- 提供文章
==*==

まだらになってますがメインは水田が広がっています。稲刈りシーズン

 

24㎞ポストから4~500mさかのぼると水路途中にゲートが現れて
『柴山伏越(しばやまふせこし)』の設備です。

柴山伏越、出口側の水門ゲート

この先すぐ見沼代用水を横切って元荒川が流れています。見沼代用水はここで元荒川の下を潜る伏越(水路の立体交差)になっており柴山伏越と呼ばれています。(柴山は地名)

これは伏越出口側に設けられた水門です。

先へまわり込み

大きな水色のゲートが上がってます。〈はて?こちら側ゲートが閉まる想定ってどんな時でしょう?〉
その手前で伏越を通ってきた水が上がってきて、向こう側下流へ流れていきます。

 

背後はすぐ元荒川が横切ってます

右の橋(常福寺橋)を渡ってからふり返って見たもの。左前方に出口側ゲート上部がみえてます。〈元荒川を歩いたときの写真に差し替えました〉

見沼代用水の水はこの背後、伏越入口で下へ落とされ、パイプを通って元荒川を地下で横断、出口でまた上へあがってきます。
サイフォンの原理でポンプ等動力を必要としないので江戸時代の用水開通当初から利用されていました。

 

伏越入口側の水門など(柴山調節堰)

入口側はゲート2つです。通常時は開かれ、水はゲート後方にある〈穴〉から下へ落ちて先へ流れていきます。

==*==

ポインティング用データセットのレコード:
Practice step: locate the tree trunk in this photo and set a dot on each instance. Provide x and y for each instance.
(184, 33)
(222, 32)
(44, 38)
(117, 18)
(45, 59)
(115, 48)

==*==

- 作業課題
(a) 柴山伏越についての文章に基づき、この伏越が江戸時代の用水開通当初から利用されていた理由を1〜3文で説明してください。
(b) 柴山伏越についての文章を、最後の文の後から引き継いで書き進めてください。
レコードは使わなくてかまいません。

- 回答
(a) 伏越はサイフォンの原理を利用しているため、ポンプなどの動力を必要としないからです。見沼代用水の水は伏越入口で下へ落とされ、パイプを通って元荒川の地下を横断し、出口でまた上へあがってきます。

(b)
左に分岐した水路がありますが水量が過剰のときゲートを閉じ、そちらから元荒川へ放流するための『余水吐』です。〈なので普段余水吐側は閉じているはずです〉

 

伏越出口側から元荒川対岸右側に余水吐の放流口

伏越を通る水はちょうどこの直下、地下のパイプで川を横断しています。

 

伏越入口側、穴の直前に「柴山伏越」の銘版

 

水資源機構が掲げた解説板

■見沼代用水路の概要
江戸時代の八代将軍「吉宗」は、お米がたくさん取れるように新しい田んぼを作ることを考え、1716年から1736年の20年間(享保期)に全国で多くの田んぼを作らせました。
当時、見沼地区(今の大宮市・浦和市の東部)は「見沼」という溜池(農業用水をたくわえる池)でしたが、この場所を田んぼにする事によって、農業用の溜池が無くなってしまうので利根川の水を使うこととなり、1727年9月から翌年春にかけて、幕府のお役人、井澤弥惣兵衛為永(いざわやそうべいためなが)(和歌山県の人で土木技術にすぐれていた)という人が中心となって、行田市下中条から浦和市まで用水路を作りました。
この用水路の名前を「見沼代用水路」といい、水路延長は約80キロメートルもあります。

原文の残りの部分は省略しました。